_Document excerpt_
________________________________________
Like any other noble undertaking, freelance writing comes with its own challenges. And sometimes, the challenges can be enough to make you question your decision. In today’s article, we’ll be talking three of these challenges — and how to cope with them.

Challenge #1 – Health Problems.

Let’s face it — as fantastic as freelance writing is, it’s not exactly the healthiest job in the world. After all, you DO spend several hours sitting in front of your PC typing and typing away. That leaves very little time for exercise!

My advice? Set aside at least an hour every day for physical activity. You can, for instance, blow off steam at the gym, or play a sport you like.

You can also get creative by building a table over your exercise bike, so you could keep working on your laptop while you’re pedaling. Or you could take your mobile phone with you as you bike around the neighborhood, making your important phone calls through a headset.

Also, try to stay away from junk food — while they make good treats while you’re working, they often make you feel tired earlier. Switch to healthier alternatives, such as fruit, veggies, and nuts.

Challenge #2 – Toxic Clients.
________________________________________
_Dataset records_
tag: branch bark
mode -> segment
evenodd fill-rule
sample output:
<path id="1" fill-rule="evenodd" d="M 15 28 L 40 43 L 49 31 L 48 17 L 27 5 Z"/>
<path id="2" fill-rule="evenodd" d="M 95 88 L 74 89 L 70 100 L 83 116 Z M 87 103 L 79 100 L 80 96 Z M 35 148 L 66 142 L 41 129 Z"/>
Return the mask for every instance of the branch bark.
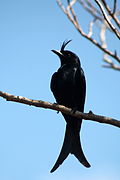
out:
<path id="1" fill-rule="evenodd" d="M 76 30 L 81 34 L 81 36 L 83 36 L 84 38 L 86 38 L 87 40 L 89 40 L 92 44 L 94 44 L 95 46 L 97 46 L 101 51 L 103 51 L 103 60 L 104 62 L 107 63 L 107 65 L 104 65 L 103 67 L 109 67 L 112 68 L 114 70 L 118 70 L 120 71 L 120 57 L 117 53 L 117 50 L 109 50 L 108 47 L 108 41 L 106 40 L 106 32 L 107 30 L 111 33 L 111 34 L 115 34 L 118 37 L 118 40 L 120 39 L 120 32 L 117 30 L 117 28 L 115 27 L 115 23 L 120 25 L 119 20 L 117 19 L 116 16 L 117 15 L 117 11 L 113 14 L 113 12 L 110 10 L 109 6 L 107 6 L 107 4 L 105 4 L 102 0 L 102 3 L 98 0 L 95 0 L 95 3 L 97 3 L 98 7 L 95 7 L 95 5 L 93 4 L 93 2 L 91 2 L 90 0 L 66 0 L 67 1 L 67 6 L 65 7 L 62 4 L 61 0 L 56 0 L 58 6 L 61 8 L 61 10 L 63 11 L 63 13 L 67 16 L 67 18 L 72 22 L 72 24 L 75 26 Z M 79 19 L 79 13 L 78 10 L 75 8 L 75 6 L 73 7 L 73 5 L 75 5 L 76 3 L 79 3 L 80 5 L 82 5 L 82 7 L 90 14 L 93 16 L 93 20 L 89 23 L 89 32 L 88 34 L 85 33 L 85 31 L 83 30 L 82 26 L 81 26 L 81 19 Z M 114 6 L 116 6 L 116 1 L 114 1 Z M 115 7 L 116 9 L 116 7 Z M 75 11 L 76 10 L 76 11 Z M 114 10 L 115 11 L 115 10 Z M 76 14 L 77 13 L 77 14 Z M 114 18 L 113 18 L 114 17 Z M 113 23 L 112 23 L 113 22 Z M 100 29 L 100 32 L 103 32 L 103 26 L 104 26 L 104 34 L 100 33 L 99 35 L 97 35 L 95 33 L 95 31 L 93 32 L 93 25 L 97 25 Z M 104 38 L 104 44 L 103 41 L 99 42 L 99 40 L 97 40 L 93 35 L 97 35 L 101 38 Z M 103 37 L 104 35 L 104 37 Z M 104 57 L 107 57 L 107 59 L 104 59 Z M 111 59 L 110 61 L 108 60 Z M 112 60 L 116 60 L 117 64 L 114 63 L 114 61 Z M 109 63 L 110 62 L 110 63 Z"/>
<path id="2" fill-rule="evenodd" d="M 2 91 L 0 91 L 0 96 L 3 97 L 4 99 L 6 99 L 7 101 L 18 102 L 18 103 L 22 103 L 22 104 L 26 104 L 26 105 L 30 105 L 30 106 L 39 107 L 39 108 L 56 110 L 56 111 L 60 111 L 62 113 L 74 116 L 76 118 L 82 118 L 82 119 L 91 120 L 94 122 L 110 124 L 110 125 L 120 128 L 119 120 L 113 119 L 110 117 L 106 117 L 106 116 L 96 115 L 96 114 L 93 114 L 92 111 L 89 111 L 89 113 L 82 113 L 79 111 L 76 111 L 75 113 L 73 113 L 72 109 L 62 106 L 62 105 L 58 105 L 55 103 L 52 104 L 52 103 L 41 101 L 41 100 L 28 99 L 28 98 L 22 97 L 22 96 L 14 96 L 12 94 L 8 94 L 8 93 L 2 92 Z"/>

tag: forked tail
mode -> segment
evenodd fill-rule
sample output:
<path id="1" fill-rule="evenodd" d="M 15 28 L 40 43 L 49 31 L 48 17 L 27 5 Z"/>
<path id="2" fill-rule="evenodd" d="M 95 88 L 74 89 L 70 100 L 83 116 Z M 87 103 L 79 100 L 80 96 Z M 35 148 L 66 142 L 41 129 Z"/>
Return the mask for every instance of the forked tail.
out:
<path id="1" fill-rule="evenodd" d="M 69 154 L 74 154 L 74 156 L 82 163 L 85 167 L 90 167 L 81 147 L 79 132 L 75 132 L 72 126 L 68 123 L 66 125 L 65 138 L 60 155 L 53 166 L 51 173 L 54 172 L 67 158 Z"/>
________________________________________
_Requirement 1_
Which healthier food alternatives to junk food does the freelance writing article name?
_Requirement 2_
Continue the freelance writing article after its heading for the second challenge.

_Output 1_
Fruit, veggies, and nuts.

_Output 2_
Sometimes, you may get the bad luck of signing on to a project with a bad client. These are the clients who pay too little, ask for too much, or set unreasonable deadlines. Basically, these are the clients you DON’T want to see online on your Skype list!

Most times, dealing with these clients is easy enough — after you finish the first project, decline any other repeat projects from the client. But what if you sign on to a toxic project that lasts several months, or — worse — is ONGOING?

I suggest you keep things professional. Check your contract (if any) and see if there are any special conditions to satisfy before you opt out of the project. Sometimes, all that’s necessary is submitting a politely-written two-weeks’-notice.

Giving your client two weeks to find a replacement should be enough time, and you can part ways on good terms by helping them look for a replacement.

It may be tempting to just abandon a project you don’t like, but trust me, it’s bad for your reputation.

Challenge #3 – Criticism From Your Peers.

If you’re new to freelance writing, it’s likely you’ll face a lot of criticism from friends and family. They’ll question whether it’s really worth leaving the security of your day job. And the more “high-value” your day job used to be, the harsher the criticism will be.

For instance, I’m currently a licensed and registered architect. But when I realized that I like the freelance writing lifestyle a lot more, I decided to make the move — much to the chagrin of my peers.

(Most notably my mother, who found it hard to believe it’s possible to make money off the Internet!)

My advice? Don’t let them get to you. You’re a freelance writer — you write your own destiny! In a few years’ time, when you’re well into living the lifestyle you’ve always wanted, you’ll be showing the world how you made it — ALL BY YOURSELF!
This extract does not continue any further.